▸ Problem:
Could you continue the passage on prairie landscapes of the northern Great Plains, picking up after its final sentence?

▸ Source passage:
Prairie
landscapes and broad spatio-temporal scales: Implication for managing
short-term human systems
Todd A. Radenbaugh
Over the last 200 years in the northern Great Plains, land use has transformed
the landscape from a grassland/wetland system (over 90% cover in 1880s) to an agroecosystem
(presently croplands cover over 60%). Further, human social systems have
reallocated energy, space, and resources away from native prairie systems;
consequently, there has been a decline in abundance and distribution of
prairie-associated species. Thus, in as little as 100 years society has become
a major functional component of this ecosystem. What are the broad ecological implications
of this? The answers may lie in the study of fossil diversity patterns. Broad-scale fossil evidence shows that large
biophysical systems can remain stable or even reoccur for extended periods,
resilient to many physical disturbances such as climatic or sea level change. However, when major biological innovations
evolve the fossil record suggests that significant ecological change in
interaction webs also occur. Thus, periods of ecological and evolutionary
stasis are followed by punctuated intervals of structural change where regional
species associations experience extinction, immigration, and rapid speciation.

Referring expression data
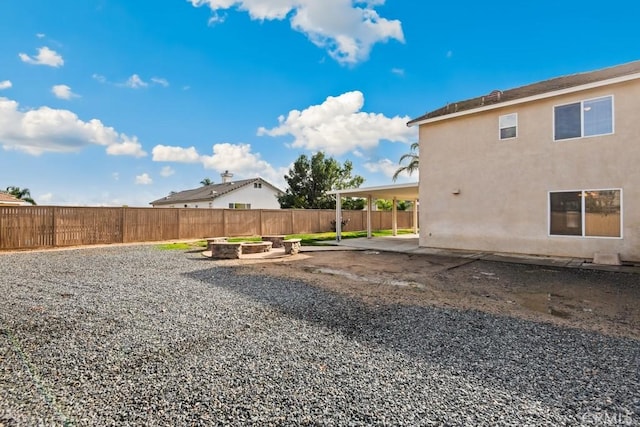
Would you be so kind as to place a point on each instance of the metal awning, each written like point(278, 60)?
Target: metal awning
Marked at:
point(388, 192)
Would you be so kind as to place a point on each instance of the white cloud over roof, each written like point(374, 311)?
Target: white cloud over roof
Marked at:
point(45, 56)
point(347, 29)
point(233, 157)
point(388, 168)
point(338, 126)
point(44, 129)
point(144, 179)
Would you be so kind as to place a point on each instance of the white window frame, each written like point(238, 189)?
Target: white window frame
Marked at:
point(583, 214)
point(500, 126)
point(581, 102)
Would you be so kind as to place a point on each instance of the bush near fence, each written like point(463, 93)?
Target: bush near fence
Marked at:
point(31, 227)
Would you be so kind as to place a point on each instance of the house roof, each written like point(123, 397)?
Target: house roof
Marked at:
point(208, 192)
point(8, 199)
point(498, 97)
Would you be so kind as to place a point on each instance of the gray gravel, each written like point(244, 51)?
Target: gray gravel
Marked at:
point(139, 336)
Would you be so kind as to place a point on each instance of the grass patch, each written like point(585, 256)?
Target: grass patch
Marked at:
point(322, 238)
point(200, 244)
point(309, 239)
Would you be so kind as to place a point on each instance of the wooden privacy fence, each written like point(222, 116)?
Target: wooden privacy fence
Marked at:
point(29, 227)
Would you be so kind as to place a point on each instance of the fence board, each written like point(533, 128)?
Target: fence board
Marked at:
point(30, 227)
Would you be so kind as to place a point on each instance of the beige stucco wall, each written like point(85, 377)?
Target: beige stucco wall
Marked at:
point(502, 205)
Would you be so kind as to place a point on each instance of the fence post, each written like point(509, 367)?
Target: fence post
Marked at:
point(179, 220)
point(293, 229)
point(54, 226)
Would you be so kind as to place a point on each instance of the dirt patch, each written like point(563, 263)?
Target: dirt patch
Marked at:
point(606, 302)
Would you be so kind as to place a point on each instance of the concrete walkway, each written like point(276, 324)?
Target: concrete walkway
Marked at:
point(408, 243)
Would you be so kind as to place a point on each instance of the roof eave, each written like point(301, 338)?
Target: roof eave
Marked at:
point(537, 97)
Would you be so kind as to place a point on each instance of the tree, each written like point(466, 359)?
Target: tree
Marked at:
point(412, 157)
point(310, 179)
point(21, 193)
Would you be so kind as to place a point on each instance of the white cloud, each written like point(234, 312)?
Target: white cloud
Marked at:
point(44, 199)
point(46, 129)
point(167, 171)
point(99, 78)
point(45, 56)
point(164, 153)
point(388, 168)
point(63, 92)
point(160, 81)
point(144, 179)
point(347, 29)
point(337, 126)
point(237, 158)
point(129, 146)
point(135, 82)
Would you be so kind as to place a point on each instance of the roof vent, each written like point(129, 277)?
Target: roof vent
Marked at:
point(494, 96)
point(226, 177)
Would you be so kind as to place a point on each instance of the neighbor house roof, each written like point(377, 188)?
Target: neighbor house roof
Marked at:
point(8, 199)
point(208, 192)
point(498, 98)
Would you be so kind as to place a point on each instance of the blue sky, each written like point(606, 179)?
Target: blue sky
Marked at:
point(119, 102)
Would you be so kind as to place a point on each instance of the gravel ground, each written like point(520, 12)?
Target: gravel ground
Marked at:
point(139, 336)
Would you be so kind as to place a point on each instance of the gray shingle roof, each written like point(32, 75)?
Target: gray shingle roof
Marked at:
point(207, 192)
point(552, 85)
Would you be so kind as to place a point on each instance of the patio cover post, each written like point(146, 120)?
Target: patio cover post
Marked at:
point(369, 202)
point(394, 217)
point(415, 216)
point(338, 217)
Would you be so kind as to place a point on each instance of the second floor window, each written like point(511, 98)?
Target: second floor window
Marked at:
point(585, 118)
point(508, 126)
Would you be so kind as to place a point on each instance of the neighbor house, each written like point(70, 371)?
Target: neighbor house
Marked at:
point(254, 193)
point(551, 168)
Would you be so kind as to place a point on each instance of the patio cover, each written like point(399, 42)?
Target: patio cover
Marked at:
point(389, 192)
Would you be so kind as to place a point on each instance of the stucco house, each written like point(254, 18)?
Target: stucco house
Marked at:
point(254, 193)
point(551, 168)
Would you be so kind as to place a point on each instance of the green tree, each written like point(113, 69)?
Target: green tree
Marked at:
point(21, 193)
point(310, 179)
point(412, 158)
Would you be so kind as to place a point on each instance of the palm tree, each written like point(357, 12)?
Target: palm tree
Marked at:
point(21, 193)
point(413, 158)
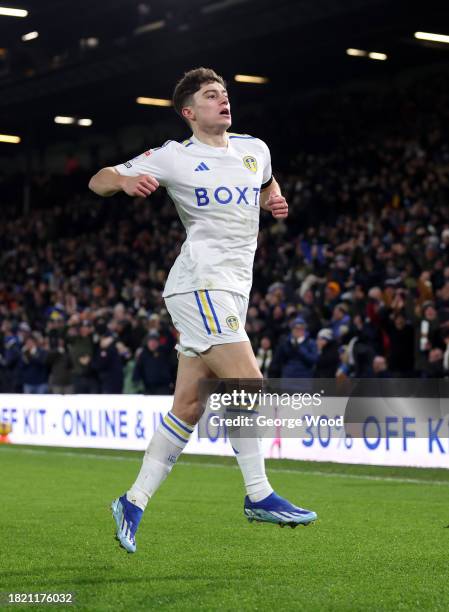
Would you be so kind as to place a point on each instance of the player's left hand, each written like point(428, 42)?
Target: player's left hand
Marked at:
point(278, 206)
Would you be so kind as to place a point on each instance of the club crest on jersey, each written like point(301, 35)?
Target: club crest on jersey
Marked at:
point(232, 322)
point(250, 162)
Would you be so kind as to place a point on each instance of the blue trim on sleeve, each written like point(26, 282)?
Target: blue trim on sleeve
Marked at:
point(198, 301)
point(213, 311)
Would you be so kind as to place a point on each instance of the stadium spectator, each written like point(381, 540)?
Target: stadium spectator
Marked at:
point(328, 355)
point(34, 365)
point(154, 367)
point(380, 367)
point(365, 252)
point(108, 365)
point(297, 355)
point(60, 365)
point(81, 349)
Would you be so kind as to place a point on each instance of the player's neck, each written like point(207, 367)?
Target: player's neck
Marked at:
point(212, 139)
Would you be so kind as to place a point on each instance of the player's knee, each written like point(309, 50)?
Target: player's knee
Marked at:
point(188, 410)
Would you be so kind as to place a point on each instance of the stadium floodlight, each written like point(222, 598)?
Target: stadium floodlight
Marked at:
point(30, 36)
point(432, 37)
point(356, 52)
point(10, 139)
point(153, 101)
point(9, 12)
point(64, 120)
point(150, 27)
point(248, 78)
point(379, 56)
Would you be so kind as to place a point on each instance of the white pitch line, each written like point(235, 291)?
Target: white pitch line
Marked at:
point(419, 481)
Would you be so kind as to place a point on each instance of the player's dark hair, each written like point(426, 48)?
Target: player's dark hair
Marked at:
point(190, 83)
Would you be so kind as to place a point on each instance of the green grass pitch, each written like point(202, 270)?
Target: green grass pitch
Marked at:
point(381, 541)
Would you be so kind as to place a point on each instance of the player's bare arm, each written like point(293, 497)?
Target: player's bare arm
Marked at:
point(271, 199)
point(107, 182)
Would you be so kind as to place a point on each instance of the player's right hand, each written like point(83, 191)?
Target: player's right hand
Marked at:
point(139, 186)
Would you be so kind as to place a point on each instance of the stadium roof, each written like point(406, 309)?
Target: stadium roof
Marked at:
point(93, 58)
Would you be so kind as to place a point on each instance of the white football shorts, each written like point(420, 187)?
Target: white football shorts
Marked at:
point(205, 318)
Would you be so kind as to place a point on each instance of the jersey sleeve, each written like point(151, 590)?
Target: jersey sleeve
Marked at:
point(158, 162)
point(267, 175)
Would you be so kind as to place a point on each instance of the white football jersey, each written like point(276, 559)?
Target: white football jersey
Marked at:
point(216, 193)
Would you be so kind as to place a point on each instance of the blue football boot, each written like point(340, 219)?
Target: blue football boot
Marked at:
point(127, 518)
point(275, 509)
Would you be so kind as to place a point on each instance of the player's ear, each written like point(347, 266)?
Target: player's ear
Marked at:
point(187, 113)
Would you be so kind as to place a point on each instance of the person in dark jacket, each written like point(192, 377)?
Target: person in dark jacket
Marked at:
point(34, 366)
point(328, 355)
point(296, 357)
point(153, 367)
point(81, 350)
point(108, 365)
point(11, 364)
point(60, 365)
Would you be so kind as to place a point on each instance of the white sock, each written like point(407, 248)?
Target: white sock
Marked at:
point(250, 457)
point(166, 445)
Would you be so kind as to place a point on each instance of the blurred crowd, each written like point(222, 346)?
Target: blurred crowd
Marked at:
point(354, 284)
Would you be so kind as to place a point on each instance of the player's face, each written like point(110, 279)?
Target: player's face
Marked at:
point(210, 107)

▸ Answer space:
Thus, paleontological theory may provide a framework for modern studies of
human sustainability and the current broad-scale ecosystem alteration. To
explore this, regional resource use of breeding birds in the Mixed Grassland
Ecoregion of Saskatchewan was examined for changes in ecosystem-level functions
due to agriculture. Bird species that use prairie resources were in sharp
decline; however, the regional species richness and diversity increased. This
was due to introduced or immigrated bird species that utilize the ecological
space and resources added by modern agricultural society. Thus, the broad-scale
biotic interactions of this region may have been altered. This indicates that
the region's natural selection forces are diversifying and evolutionary changes
as seen in the fossil record may be occurring.